- **AIM OF THE EXERCISE**: The entries below are to be repeated exactly, with the pictures left out.

- **THE INPUT**:
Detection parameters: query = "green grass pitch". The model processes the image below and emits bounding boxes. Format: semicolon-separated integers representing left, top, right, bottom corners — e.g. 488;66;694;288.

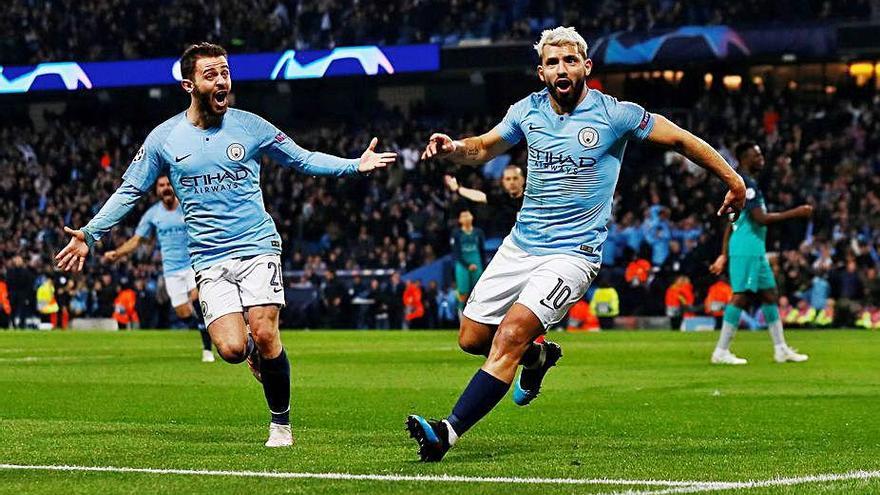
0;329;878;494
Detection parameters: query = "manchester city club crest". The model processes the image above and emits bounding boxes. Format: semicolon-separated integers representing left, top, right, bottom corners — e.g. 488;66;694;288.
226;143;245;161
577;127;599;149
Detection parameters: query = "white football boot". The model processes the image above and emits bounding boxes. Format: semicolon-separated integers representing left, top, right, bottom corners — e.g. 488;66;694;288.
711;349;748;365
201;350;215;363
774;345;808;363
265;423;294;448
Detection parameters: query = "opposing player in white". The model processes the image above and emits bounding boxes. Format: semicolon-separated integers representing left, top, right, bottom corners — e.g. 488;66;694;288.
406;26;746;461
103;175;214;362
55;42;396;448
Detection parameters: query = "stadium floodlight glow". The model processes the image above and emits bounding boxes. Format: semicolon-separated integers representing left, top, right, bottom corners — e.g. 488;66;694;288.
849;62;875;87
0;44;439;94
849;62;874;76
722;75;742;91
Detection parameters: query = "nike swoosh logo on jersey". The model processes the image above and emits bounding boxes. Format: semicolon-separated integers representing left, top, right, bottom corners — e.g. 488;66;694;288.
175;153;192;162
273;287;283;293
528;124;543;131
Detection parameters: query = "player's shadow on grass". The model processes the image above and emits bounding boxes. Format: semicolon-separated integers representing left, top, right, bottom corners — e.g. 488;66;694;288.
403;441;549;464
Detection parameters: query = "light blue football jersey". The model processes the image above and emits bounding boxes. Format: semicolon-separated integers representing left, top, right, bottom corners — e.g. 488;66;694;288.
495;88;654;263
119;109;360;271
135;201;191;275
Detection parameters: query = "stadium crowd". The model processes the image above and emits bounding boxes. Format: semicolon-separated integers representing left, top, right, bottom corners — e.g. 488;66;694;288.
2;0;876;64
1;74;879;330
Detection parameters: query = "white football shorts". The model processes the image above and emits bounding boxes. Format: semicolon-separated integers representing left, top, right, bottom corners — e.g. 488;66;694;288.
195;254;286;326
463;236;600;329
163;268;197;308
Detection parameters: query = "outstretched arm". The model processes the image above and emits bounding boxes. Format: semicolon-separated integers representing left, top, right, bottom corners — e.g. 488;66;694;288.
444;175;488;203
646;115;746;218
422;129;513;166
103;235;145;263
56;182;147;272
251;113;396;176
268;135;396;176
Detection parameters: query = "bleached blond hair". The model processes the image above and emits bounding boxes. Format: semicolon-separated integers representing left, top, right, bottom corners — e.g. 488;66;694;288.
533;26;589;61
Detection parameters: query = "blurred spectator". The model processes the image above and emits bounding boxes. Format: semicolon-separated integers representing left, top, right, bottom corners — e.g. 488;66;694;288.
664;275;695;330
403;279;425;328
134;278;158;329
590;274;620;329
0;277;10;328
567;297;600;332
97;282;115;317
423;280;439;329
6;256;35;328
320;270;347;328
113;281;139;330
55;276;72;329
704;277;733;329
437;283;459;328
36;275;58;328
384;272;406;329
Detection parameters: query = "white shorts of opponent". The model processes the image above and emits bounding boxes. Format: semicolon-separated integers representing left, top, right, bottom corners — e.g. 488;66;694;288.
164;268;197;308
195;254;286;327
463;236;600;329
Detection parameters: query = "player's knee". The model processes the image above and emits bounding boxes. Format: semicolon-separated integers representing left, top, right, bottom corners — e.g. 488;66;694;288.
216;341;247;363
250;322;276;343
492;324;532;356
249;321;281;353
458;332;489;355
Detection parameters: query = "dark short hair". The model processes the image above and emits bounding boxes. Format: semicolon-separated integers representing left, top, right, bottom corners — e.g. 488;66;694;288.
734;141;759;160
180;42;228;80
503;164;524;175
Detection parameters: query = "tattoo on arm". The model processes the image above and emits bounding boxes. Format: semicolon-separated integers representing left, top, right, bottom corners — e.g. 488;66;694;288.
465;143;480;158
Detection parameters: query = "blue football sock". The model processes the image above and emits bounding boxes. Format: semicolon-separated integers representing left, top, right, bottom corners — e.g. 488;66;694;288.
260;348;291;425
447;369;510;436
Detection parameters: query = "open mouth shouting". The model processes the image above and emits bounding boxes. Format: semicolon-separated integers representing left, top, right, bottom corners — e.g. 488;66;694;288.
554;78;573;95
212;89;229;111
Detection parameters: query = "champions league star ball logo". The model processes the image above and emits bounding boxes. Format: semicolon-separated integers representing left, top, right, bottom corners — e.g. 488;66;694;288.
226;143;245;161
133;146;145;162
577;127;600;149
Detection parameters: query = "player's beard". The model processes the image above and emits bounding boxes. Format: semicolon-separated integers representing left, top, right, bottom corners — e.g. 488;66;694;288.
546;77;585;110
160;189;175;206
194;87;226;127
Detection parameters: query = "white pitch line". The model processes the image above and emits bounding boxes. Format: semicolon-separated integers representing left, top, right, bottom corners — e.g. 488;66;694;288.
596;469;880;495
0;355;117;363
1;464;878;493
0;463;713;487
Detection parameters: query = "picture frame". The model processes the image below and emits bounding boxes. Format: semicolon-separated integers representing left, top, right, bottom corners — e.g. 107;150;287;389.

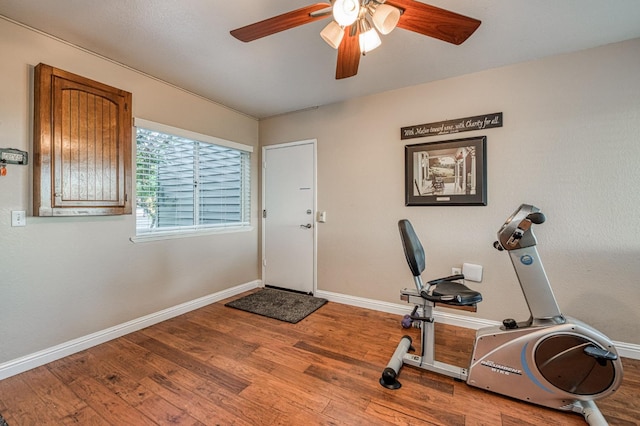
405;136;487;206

- **TASK RESPONSE**:
Detection parameters: query = "green grass pitch". The model processes the image below and emits bounding boxes. Format: semicolon-separated integers representing left, top, right, bottom corners — e.g. 488;66;694;288.

0;329;878;494
Detection parameters: query = "manchester city club crest". The model processes the image above and emits bounding boxes. Format: semicolon-separated integers representing left, top, right, bottom corners — e.g. 488;66;694;288.
226;143;245;161
577;127;599;149
Detection parameters: query = "white football boot". The model processes the image above and emits bounding boxes. Format: semicolon-separated integers representing left, top, right, bottom corners — e.g. 488;66;694;288.
711;349;748;365
201;350;215;363
774;345;808;363
265;423;294;448
Detection parameters: query = "opposing player in white". The model processes the image above and emits bounding boxes. Format: semicolon-separated integers representing left, top, right, bottom corners — e.g. 488;66;694;288.
406;26;746;461
103;175;214;362
55;42;396;448
Detection parameters: query = "stadium floodlight glow". The model processes the image above and emits bounding boxes. Format: semicolon-separated integers representing left, top, right, bottom corners — e.g. 488;66;694;288.
849;62;875;87
0;44;439;94
849;62;874;76
722;75;742;91
Detection parameters: query = "nike swoosh logo on jersey". The model processes the image above and emits bounding boxes. Format: semicolon-separated integers representing left, top, right, bottom corners — e.g. 488;66;694;288.
175;153;192;162
273;287;283;293
528;124;543;131
Detection parameters: query = "player's shadow on grass". The model processes the image above and emits bounding boxes. Format: semicolon-separated integers representing left, top, right, bottom corners — e.g. 488;66;694;288.
403;441;549;464
Detection parameters: query = "light blue football jersey". The model processes the image above and emits bounding boxes. Format: semicolon-separated integers representing left, top, right, bottom corners — e.g. 488;66;694;288.
495;88;654;263
119;109;360;271
135;201;191;275
Detection parameters: query = "stadium crowd". The model processes the image above and emits bounding boxes. Format: semicolon-separated integers representing left, top, right, bottom corners — e.g. 488;66;694;288.
2;0;876;64
1;74;879;330
Detection parameters: query = "white football shorts". The model processes the image above and emits bounding boxes. Format: semicolon-separated integers representing left, top, right, bottom corners — e.g. 488;66;694;288.
195;254;286;326
463;236;600;329
163;268;197;308
Detection parameters: query = "outstretched arm". The model processes the image above and emits bounding boxes. Format: semicolon-separated integers representing left, top, right, bottom corners — e.g. 488;66;694;288.
444;175;488;203
646;115;746;218
422;129;513;166
103;235;145;263
56;182;147;272
251;113;396;176
268;135;396;176
Detection parameters: query = "bleached blond hair". The model processes the image above and emits bounding boxes. Format: semicolon-separated integers representing left, top, right, bottom corners — e.g. 488;66;694;288.
533;26;589;61
Detection parameters: query = "blurred spectator". The model processes the image above and emits bounding boxes. Format: semicolon-separated integers representing left, top, right, bottom corners — e.g. 488;66;694;288.
664;275;695;330
403;279;425;328
134;278;158;329
590;274;620;329
0;277;10;328
567;297;600;332
97;282;115;317
423;280;439;329
6;256;35;328
320;270;347;328
113;281;139;330
55;276;72;329
704;277;733;329
437;283;459;328
36;275;58;328
384;272;406;329
Detection parameters: query = "white shorts of opponent". The model processes the image above and emits bounding boxes. Format: semicolon-separated integers representing left, top, right, bottom corners — e.g. 488;66;694;288.
164;268;197;308
195;254;286;327
463;236;600;329
Detection parameters: query = "player's knee". The model processes the image above and emits bounding boxes. Format: semicolon-separated integers representing left, top, right, bottom corners — e.g. 488;66;694;288.
216;341;247;363
250;322;276;343
492;324;532;356
249;321;281;353
458;332;489;355
Detection parameters: query = "dark short hair". The model processes the image above and emits bounding boxes. Format: semicolon-separated integers representing left, top, right, bottom corners — e.g. 488;66;694;288.
734;141;759;160
180;42;228;80
503;164;524;175
Detection parameters: query = "tattoo on arm". The model processes the image above and emits bounding boxes. Format: semicolon-separated integers representing left, top, right, bottom corners — e.g. 488;66;694;288.
465;143;480;158
Detection parameters: query = "blue football sock". The model processes the image above and emits bounding boxes. Format: semicolon-separated integers representing left, top, right, bottom corners — e.g. 488;66;694;288.
260;348;291;425
447;369;510;436
Detection parameters: query = "open mouth shouting". The model processes the image above and emits bounding boxes. Format: semicolon-separated integers representing left, top, right, bottom corners — e.g. 488;66;694;288.
554;78;573;95
212;89;229;111
Detection parameters: query = "champions league star ball logo". The model processes the image above and emits bounding boxes. Format: semicolon-separated integers representing left, top, right, bottom corners — e.g. 488;66;694;288.
226;143;245;161
133;146;145;162
577;127;600;149
Detection parameters: query = "player's beard". The model processes the image above and emits bounding boxes. Format: semicolon-separated integers representing left, top, right, bottom corners — e.g. 488;66;694;288.
546;77;585;110
160;189;175;206
194;87;226;127
Detection parameters: query = "white pitch line". The model processes the image above and emits bounding boxes. Format: semicolon-separated integers representing left, top, right, bottom corners — e.g. 488;66;694;288.
596;469;880;495
0;355;117;363
1;464;878;493
0;463;713;487
Detection parameters: query = "picture frame". The model processes the image below and emits bounding boxes. Format: semicolon-separated integers representing left, top, right, bottom corners — e.g. 107;150;287;389.

405;136;487;206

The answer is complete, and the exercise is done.